Something that I've been continually appreciative of in Pendo is that segments are already available. We capture that information and analytics without having to do anything.

Failure to launch

Even the best laid plans can go awry. When it comes to software, new releases or updates are often closely followed by bugs you could have never seen coming. Pendo helps production teams react quickly to unforeseen problems—and arms you with tools to quickly communicate with your users and reinstate confidence in your product.

Following the rollout of a new release for one of their apps, a leading healthcare experience analytics provider started getting reports of users receiving error messages and being unable to access their platform. “People were getting total failure messages when they were trying to log into our platform,” said a product manager at the organization. Ultimately, the team behind the impacted app was able to identify the cause of the failure: browser versions with uncleared caches that weren’t receiving the app’s new files. 

The team quickly noticed that this wasn’t a widespread issue affecting all their customers—but rather a small, random subset of users. “The concern was we didn’t want to alert everyone,” said the product manager. “But we did want to get help and see if we could circumvent all these people calling customer support.” So they turned to Pendo for a solution.

No cause for alarm

The product team discovered that the application was trapping the error and presenting users with a pop-up message letting them know they couldn’t get into the platform. The company’s product team decided to use this message format to their benefit. “I thought, ‘if we can see it in the application, can’t we tag it in Pendo?’,” noted the product manager. “That was the novel thing that we wouldn’t have ever been able to do before—because we were [only] tagging features we put there on purpose.”

The company’s product team collaborated with the IT department to intentionally trigger the error message so they could track it in Pendo and segment the users affected by the issue. After reproducing the error, the product manager was able to tag it in Pendo and launch an in-app guide on top of the existing pop-up message. This in-app guide included targeted messaging to guide users through a way to resolve the issue. “Instead of a generic error message, we said, ‘we just launched a release; this requires you to clear your cache,’” the product manager explained. 

Furthermore, Pendo’s segmentation functionality allowed the product team to create different messages for users on different web browsers, with instructions for clearing their cache directly on the guide. “I was able to use segmentation to say, ‘show this one to Internet Explorer users and this one to Chrome users,’ and have a different version for each browser with the right instructions. It immediately cut down on the calls,” said the product manager.

--------------------------------

→ TASKS TO COMPLETE
A – Please reproduce a passage from the Pendo case study, beginning with the words "Even the best" and ending after the words "app’s new files.".
B – In the Pendo case study, what did the team identify as the cause of the login failure?

--------------------------------

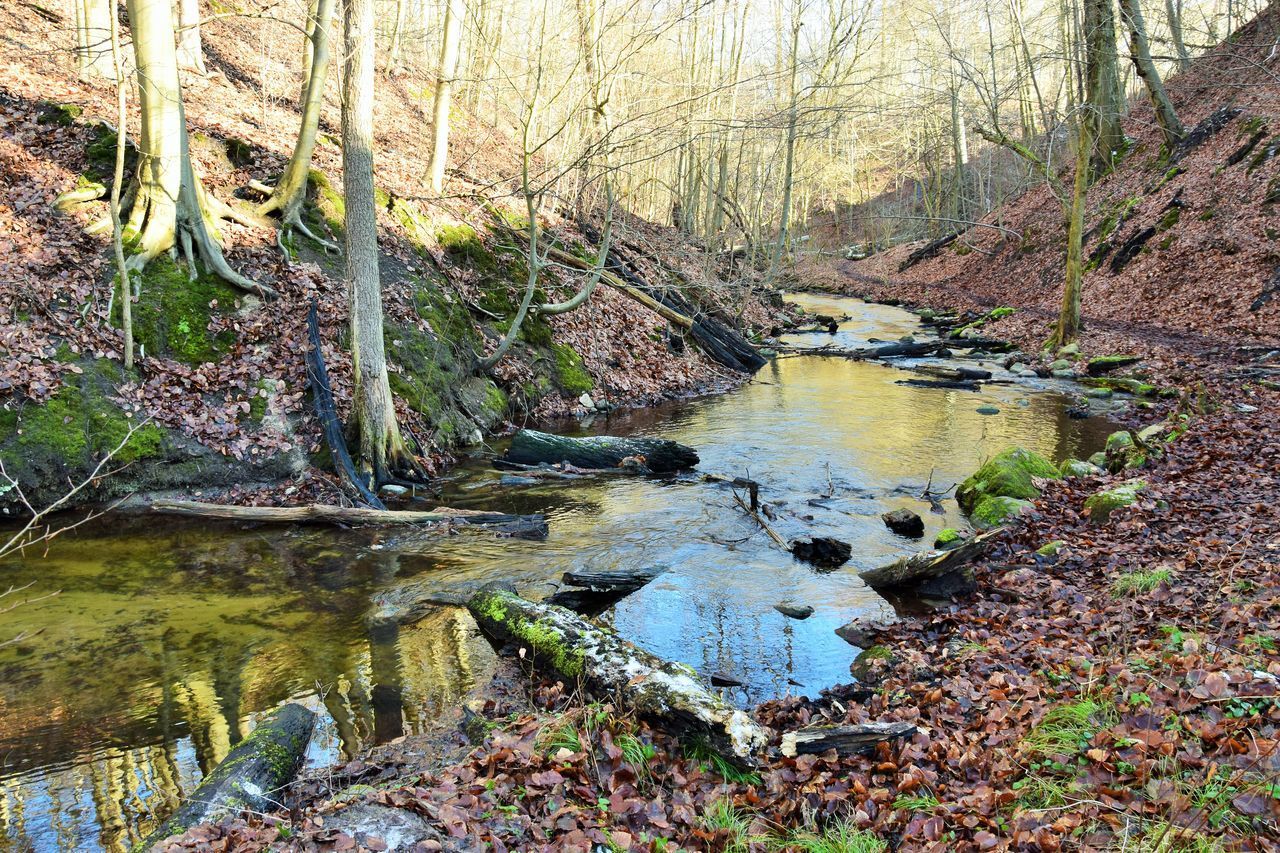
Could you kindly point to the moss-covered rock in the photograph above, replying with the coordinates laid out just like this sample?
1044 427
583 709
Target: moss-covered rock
1101 506
947 538
571 374
173 313
1078 468
993 510
1011 474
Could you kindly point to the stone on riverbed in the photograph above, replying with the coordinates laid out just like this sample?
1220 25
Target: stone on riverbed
904 523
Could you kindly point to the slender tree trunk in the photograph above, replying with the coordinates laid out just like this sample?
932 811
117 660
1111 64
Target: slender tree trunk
122 269
291 191
170 205
191 51
1139 50
455 12
1102 89
1069 316
1174 8
382 450
94 37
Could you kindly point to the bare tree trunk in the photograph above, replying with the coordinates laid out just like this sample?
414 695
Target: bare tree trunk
382 448
1175 31
94 37
1069 316
191 53
291 191
1102 89
170 205
455 12
1139 50
122 269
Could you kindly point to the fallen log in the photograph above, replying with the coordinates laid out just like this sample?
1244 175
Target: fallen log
350 515
250 778
657 455
846 740
928 564
667 693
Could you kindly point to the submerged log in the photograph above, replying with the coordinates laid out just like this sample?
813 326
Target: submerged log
846 740
251 776
657 455
928 564
348 515
667 693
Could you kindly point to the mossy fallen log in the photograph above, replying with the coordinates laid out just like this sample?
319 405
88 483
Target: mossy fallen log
667 693
928 564
352 516
657 455
251 776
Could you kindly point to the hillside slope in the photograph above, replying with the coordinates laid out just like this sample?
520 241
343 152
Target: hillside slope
222 377
1202 226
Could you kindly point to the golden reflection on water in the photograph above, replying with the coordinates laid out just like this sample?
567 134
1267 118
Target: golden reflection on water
170 638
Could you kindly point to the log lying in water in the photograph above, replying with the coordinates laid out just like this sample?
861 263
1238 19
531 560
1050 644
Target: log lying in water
251 776
346 515
668 693
928 564
657 455
600 589
846 740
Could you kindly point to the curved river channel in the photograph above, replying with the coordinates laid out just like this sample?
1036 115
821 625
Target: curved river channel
169 638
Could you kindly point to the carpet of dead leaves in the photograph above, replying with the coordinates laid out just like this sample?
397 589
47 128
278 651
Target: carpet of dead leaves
55 281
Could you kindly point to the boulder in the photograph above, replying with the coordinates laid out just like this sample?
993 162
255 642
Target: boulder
904 523
1101 506
1010 474
993 510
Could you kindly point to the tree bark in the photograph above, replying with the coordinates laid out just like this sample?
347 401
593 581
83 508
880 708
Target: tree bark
382 448
251 776
455 12
170 205
608 666
1102 90
1139 50
291 191
658 455
191 51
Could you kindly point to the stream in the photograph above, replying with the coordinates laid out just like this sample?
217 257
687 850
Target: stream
169 638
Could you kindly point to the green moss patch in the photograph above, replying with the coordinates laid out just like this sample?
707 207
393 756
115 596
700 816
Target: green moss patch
172 314
1008 474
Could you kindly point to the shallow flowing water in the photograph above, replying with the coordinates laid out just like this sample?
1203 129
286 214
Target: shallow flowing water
170 638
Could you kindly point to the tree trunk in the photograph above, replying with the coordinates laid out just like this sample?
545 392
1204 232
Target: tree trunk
658 455
382 448
1139 50
191 51
455 12
1102 87
251 776
1069 316
94 37
291 191
609 667
170 205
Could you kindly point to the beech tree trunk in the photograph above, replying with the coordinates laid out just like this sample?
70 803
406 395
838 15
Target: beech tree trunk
94 37
170 205
1102 90
382 448
455 12
291 191
191 51
1139 50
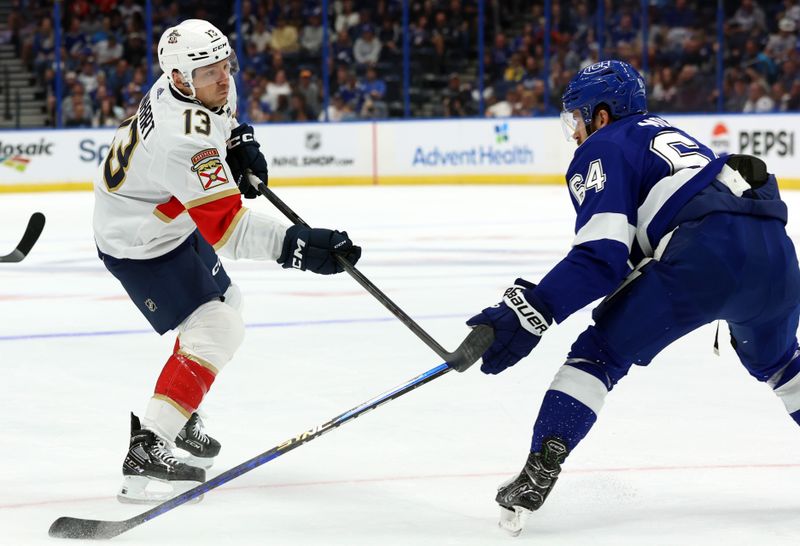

--------------------------------

→ RESPONSES TO THE EXERCISE
A –
Even the best laid plans can go awry. When it comes to software, new releases or updates are often closely followed by bugs you could have never seen coming. Pendo helps production teams react quickly to unforeseen problems—and arms you with tools to quickly communicate with your users and reinstate confidence in your product.

Following the rollout of a new release for one of their apps, a leading healthcare experience analytics provider started getting reports of users receiving error messages and being unable to access their platform. “People were getting total failure messages when they were trying to log into our platform,” said a product manager at the organization. Ultimately, the team behind the impacted app was able to identify the cause of the failure: browser versions with uncleared caches that weren’t receiving the app’s new files.

B – Browser versions with uncleared caches that weren't receiving the app's new files.